KASONGAN – Aturan membuka lahan tanpa bakar dikeluhkan masyarakat, terutama para petani tradisional di Kecamatan Mendawai dan Katingan Kuala. Kini mereka menuntut solusi atas regulasi tersebut.
Warga Desa Mendawai Kecamatan Mendawai Dani (39) mengatakan, sejak larangan tersebut disosialisasikan beberapa tahun lalu, kini pihaknya tidak lagi berani membuka lahan pertanian maupun ladang dengan cara membakar.
"Kalau sekarang, melihat ada asap atau api sedikit saja, aparat kepolisian langsung datang. Itulah yang membuat kami takut, karena sudah banyak kejadian dan pelakunya ditangkap," ungkapnya, Rabu (13/12).
Menurutnya, buka lahan dengan cara membakar telah menjadi tradisi yang dilakukan masyarakat setempat sejak dahulu. Tanpa dibakar, maka tanaman kurang subur dan berakibat terhadap hasil panen.
"Jadi kayu atau rumput-rumput liar di ladang itu kami bakar, tujuannya untuk menyuburkan tanah. Sehingga tidak butuh pupuk lagi selama pemeliharaan. Karena dilarang membakar, kami terpaksa mengeluarkan biaya lebih besar untuk menebang pohon. Hasil produksinya kini juga tidak sebagus dahulu," imbuhnya.
Sistem berladang masih dipertahankan masyarakat lokal di Kecamatan Mendawai dan Katingan Kuala sampai saat ini. Rata-rata para petani tradisional belum memahami mekanisasi persawahan.
"Ladang kami itu berada di tanah tinggi, hutannya juga masih lebat. Sehingga tidak mungkin mendatangkan alat berat untuk buka lahan. Makanya kami butuh solusinya seperti apa," tukasnya.

SOAL LATIHAN 1 ▸
Ubah seluruh daftar koordinat di bawah menjadi CSV dua kolom berjudul "perintah" dan "jawaban", dengan satu baris CSV untuk setiap baris yang diawali "point:". Taruh teks baris itu dan seluruh jawabannya masing-masing dalam satu kolom bertanda kutip, dan ganti setiap pergantian baris dengan spasi.
Artikel tersebut sama sekali tidak berkaitan dengan daftar di bawahnya.

DAFTAR SUMBER ▸
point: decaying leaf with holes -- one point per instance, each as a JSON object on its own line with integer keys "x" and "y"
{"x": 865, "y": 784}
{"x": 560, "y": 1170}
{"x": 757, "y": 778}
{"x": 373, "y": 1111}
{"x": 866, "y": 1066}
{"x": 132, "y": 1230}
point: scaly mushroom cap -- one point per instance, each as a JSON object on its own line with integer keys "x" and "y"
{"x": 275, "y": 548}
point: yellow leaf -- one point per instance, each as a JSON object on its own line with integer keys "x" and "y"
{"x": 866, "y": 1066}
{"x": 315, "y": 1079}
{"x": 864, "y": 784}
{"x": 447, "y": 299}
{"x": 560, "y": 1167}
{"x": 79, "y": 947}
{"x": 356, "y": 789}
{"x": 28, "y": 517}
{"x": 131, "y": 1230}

SOAL LATIHAN 2 ▸
Tulis ulang bagian artikel di atas, mulai dari "Menurutnya, buka lahan" sampai "memahami mekanisasi persawahan.", dengan menukar "pupuk" menjadi "pupuk kimia".

HASIL LATIHAN 1 ▸
perintah,jawaban
"point: decaying leaf with holes -- one point per instance, each as a JSON object on its own line with integer keys ""x"" and ""y""","{""x"": 865, ""y"": 784} {""x"": 560, ""y"": 1170} {""x"": 757, ""y"": 778} {""x"": 373, ""y"": 1111} {""x"": 866, ""y"": 1066} {""x"": 132, ""y"": 1230}"
"point: scaly mushroom cap -- one point per instance, each as a JSON object on its own line with integer keys ""x"" and ""y""","{""x"": 275, ""y"": 548}"
"point: yellow leaf -- one point per instance, each as a JSON object on its own line with integer keys ""x"" and ""y""","{""x"": 866, ""y"": 1066} {""x"": 315, ""y"": 1079} {""x"": 864, ""y"": 784} {""x"": 447, ""y"": 299} {""x"": 560, ""y"": 1167} {""x"": 79, ""y"": 947} {""x"": 356, ""y"": 789} {""x"": 28, ""y"": 517} {""x"": 131, ""y"": 1230}"

HASIL LATIHAN 2 ▸
Menurutnya, buka lahan dengan cara membakar telah menjadi tradisi yang dilakukan masyarakat setempat sejak dahulu. Tanpa dibakar, maka tanaman kurang subur dan berakibat terhadap hasil panen.
"Jadi kayu atau rumput-rumput liar di ladang itu kami bakar, tujuannya untuk menyuburkan tanah. Sehingga tidak butuh pupuk kimia lagi selama pemeliharaan. Karena dilarang membakar, kami terpaksa mengeluarkan biaya lebih besar untuk menebang pohon. Hasil produksinya kini juga tidak sebagus dahulu," imbuhnya.
Sistem berladang masih dipertahankan masyarakat lokal di Kecamatan Mendawai dan Katingan Kuala sampai saat ini. Rata-rata para petani tradisional belum memahami mekanisasi persawahan.